* _EXERCISE_: The entries below are to be reproduced exactly, with their pictures omitted.

(RECORDS FOR THIS TASK Opens)

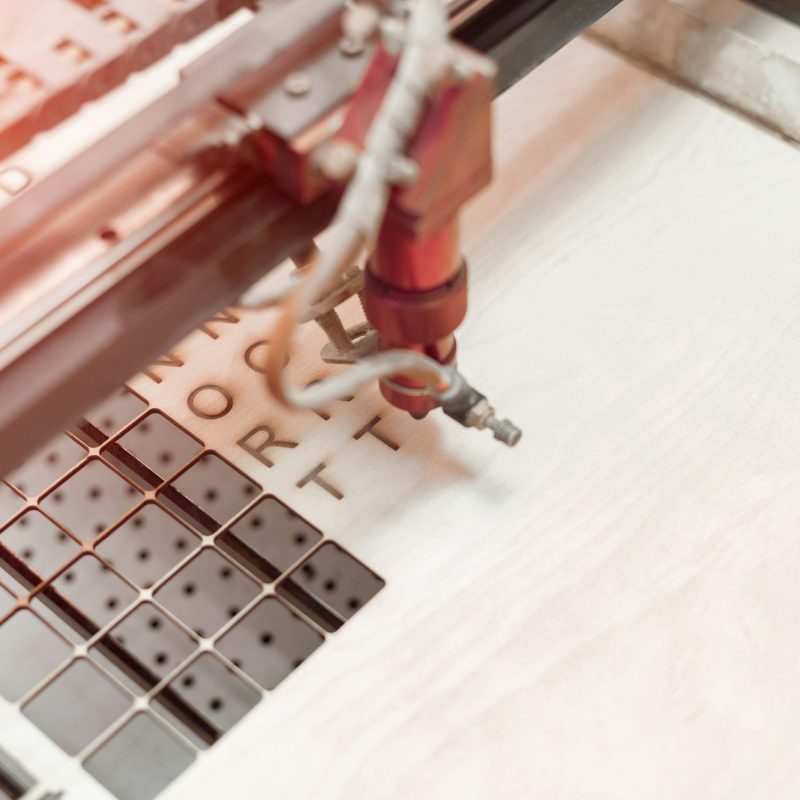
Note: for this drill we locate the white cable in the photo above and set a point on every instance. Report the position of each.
(268, 292)
(361, 211)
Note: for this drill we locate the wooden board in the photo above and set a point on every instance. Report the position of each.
(608, 611)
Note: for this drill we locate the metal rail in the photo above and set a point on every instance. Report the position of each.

(RECORDS FOR THIS TASK Closes)

* _ANSWER BELOW_:
Note: for this drill we locate the white cable in the photo above and set a point on every instance. Report the position of each.
(268, 292)
(361, 211)
Note: for this drill we locate the wooden board in the photo above and set a point on every instance. Report the position of each.
(608, 611)
Note: for this drill we locate the metal rail in the photo above and set a point on every instance. Report the position of each.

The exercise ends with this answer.